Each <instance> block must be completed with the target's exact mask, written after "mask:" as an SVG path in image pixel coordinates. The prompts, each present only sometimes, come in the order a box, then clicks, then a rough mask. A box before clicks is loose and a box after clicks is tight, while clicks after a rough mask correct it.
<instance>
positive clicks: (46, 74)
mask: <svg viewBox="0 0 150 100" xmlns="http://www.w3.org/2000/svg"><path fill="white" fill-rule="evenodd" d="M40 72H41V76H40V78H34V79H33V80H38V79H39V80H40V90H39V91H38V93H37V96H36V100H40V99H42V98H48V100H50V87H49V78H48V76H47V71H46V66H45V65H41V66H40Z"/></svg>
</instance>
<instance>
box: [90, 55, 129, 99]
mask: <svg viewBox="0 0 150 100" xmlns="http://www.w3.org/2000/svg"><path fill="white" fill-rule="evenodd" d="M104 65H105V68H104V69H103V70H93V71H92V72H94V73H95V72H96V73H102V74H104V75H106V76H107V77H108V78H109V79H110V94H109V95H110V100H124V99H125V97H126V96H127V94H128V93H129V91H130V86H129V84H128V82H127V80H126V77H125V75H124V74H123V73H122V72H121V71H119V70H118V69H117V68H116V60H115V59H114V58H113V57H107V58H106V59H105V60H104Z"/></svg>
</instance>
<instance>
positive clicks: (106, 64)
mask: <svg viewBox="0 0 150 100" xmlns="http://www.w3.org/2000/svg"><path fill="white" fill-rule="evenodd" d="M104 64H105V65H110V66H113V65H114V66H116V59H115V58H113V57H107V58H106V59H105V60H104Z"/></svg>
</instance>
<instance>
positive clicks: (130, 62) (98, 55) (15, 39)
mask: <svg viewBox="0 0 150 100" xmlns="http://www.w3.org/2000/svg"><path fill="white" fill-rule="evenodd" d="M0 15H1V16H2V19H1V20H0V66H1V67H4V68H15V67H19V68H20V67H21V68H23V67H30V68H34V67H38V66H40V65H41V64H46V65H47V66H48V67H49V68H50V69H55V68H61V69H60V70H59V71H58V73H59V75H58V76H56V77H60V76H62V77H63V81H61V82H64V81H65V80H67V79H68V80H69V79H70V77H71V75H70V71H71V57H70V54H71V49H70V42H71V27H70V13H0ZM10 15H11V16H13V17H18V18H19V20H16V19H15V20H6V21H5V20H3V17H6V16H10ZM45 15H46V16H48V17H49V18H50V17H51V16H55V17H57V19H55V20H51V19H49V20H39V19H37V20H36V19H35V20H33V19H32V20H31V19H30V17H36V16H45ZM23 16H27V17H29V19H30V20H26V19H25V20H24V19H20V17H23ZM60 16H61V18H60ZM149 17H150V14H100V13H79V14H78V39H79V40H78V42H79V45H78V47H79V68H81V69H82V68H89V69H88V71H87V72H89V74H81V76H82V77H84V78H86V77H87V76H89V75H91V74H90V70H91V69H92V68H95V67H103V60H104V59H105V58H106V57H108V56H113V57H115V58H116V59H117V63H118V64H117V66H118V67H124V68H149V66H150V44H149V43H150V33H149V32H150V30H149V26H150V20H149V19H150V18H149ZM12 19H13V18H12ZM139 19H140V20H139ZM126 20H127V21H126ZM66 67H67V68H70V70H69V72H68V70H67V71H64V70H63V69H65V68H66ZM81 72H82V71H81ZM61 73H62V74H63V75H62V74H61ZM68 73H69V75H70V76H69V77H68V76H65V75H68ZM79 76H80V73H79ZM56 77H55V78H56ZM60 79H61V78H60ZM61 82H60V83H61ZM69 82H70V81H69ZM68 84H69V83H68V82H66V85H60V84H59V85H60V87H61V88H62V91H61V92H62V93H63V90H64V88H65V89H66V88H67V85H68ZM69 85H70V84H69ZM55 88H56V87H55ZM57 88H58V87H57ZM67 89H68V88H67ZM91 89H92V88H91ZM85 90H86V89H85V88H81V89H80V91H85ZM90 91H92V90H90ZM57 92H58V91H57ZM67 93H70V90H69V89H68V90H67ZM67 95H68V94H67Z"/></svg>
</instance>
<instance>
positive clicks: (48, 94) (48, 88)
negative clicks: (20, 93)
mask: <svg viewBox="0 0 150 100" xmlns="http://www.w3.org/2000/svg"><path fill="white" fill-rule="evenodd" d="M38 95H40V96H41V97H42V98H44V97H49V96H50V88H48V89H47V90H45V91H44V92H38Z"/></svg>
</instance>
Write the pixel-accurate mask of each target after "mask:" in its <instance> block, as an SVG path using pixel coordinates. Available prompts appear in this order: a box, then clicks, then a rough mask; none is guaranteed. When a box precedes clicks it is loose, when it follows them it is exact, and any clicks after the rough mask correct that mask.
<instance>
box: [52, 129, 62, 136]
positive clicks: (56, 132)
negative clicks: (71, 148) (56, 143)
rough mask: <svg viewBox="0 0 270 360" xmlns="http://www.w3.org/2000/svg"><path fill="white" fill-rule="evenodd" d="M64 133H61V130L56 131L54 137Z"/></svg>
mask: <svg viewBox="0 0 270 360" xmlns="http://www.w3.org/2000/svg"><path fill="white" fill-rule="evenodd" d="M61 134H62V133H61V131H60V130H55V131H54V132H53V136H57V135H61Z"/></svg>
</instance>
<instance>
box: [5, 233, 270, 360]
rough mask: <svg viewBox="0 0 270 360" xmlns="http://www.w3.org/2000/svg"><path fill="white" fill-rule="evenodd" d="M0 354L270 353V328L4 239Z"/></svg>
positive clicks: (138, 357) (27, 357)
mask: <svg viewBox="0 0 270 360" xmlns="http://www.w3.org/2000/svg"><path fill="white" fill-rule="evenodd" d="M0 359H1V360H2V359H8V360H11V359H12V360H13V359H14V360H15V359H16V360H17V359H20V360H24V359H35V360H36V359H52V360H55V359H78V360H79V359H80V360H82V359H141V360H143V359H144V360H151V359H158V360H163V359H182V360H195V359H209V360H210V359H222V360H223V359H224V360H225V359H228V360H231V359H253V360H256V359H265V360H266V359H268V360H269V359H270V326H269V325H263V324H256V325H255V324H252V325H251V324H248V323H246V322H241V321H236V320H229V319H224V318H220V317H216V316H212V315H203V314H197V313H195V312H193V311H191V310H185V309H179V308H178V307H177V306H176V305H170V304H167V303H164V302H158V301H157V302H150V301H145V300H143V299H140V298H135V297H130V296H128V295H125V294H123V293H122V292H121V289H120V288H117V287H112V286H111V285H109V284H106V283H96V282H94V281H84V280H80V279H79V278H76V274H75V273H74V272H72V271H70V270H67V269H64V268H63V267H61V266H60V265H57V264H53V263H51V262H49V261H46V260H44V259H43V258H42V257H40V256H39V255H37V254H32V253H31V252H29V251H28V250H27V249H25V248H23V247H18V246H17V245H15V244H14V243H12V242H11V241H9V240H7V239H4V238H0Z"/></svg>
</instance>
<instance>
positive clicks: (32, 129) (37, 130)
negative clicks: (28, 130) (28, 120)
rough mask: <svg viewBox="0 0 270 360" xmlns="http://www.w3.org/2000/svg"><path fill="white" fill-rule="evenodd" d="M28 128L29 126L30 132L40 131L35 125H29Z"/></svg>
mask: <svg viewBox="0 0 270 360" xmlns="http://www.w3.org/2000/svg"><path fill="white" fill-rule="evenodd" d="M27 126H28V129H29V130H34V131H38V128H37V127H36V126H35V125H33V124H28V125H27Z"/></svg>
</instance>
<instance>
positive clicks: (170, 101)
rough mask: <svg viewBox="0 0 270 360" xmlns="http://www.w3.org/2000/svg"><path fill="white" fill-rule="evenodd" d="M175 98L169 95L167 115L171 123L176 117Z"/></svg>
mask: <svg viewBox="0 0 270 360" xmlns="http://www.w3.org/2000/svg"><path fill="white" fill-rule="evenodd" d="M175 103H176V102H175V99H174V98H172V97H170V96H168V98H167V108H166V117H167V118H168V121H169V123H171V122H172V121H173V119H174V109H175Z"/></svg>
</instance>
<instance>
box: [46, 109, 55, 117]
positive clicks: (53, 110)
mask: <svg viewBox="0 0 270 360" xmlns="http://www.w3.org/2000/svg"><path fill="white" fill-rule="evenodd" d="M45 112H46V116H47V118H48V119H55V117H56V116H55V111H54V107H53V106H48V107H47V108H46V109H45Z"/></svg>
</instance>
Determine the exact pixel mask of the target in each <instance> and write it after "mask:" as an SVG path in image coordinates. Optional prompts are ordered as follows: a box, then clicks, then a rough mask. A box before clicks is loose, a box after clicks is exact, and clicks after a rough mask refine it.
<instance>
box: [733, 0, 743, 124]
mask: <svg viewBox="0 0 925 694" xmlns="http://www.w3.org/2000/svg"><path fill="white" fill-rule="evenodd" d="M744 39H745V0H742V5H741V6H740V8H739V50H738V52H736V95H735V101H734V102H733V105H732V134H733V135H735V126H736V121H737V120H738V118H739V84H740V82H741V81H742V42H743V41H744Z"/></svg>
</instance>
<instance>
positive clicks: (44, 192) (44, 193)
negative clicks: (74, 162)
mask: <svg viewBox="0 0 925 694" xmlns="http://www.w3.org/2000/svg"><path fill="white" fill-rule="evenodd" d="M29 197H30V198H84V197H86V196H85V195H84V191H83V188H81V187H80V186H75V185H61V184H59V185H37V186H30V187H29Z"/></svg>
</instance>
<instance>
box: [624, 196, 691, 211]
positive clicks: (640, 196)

TASK STATEMENT:
How many lines of the material above contain the string "correct", matching case exactly? Reply with the number alone.

REPLY:
2